---------- Textabschnitt ----------

Zu schade für die Tonne: 32.000 Ehrenamtler retten noch genißebare Lebensmittel vor der Mülltonne. Auch eine Gruppe in Werne engagiert sich seit einigen Wochen – mit Erfolg.

Zu schade für die Tonne: 32.000 Ehrenamtler retten noch genißebare Lebensmittel vor der Mülltonne. Auch eine Gruppe in Werne engagiert sich seit einigen Wochen – mit Erfolg. © Stefanie Lehnes/Foodsharing e.V.

Was Pavarotti und Paprika verbindet

rnFoodsharing in Werne

In Werne stehen zwei Kisten, an denen sich jeder bedienen darf. Prall gefüllt mit Lebensmitteln. Wo die herkommen und was mit ihnen geschieht, haben wir uns von echten Lebensmittel-Rettern erklären lassen.

von Andrea Wellerdiek

Werne

, 19.06.2018, 05:45 Uhr / Lesedauer: 3 min

Eine Paprika, Rhabarber, kiloweise Kartoffeln, ein Glas Apfelmus, Bananen und Süßigkeiten – Pavarotti hat heute einiges zu bieten. Er fängt Lebensmittel auf, die eigentlich im Müll landen sollten. Pavarotti ist eine simple Kiste.

---------- Datenzeilen ----------

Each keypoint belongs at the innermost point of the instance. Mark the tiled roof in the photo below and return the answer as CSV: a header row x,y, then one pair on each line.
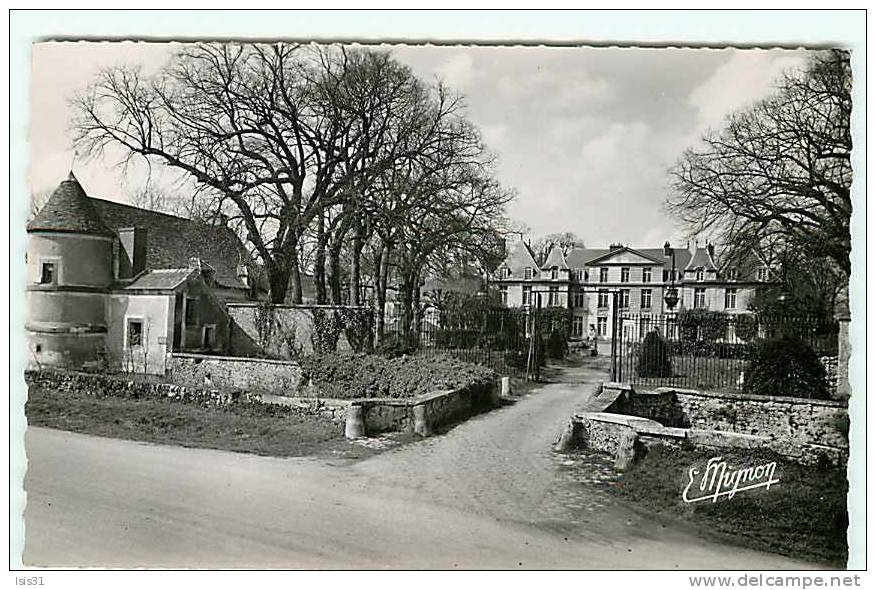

----------

§ Gestellte Aufgaben
1. Was ist Pavarotti laut dem Textabschnitt über Foodsharing in Werne?
2. Schreibe aus dem Textabschnitt die Stelle zwischen „In Werne stehen“ und „eine simple Kiste.“ einschließlich wortgetreu ab.

§ Lösungen
1. Pavarotti ist eine simple Kiste.

2.
In Werne stehen zwei Kisten, an denen sich jeder bedienen darf. Prall gefüllt mit Lebensmitteln. Wo die herkommen und was mit ihnen geschieht, haben wir uns von echten Lebensmittel-Rettern erklären lassen.

von Andrea Wellerdiek

Werne

, 19.06.2018, 05:45 Uhr / Lesedauer: 3 min

Eine Paprika, Rhabarber, kiloweise Kartoffeln, ein Glas Apfelmus, Bananen und Süßigkeiten – Pavarotti hat heute einiges zu bieten. Er fängt Lebensmittel auf, die eigentlich im Müll landen sollten. Pavarotti ist eine simple Kiste.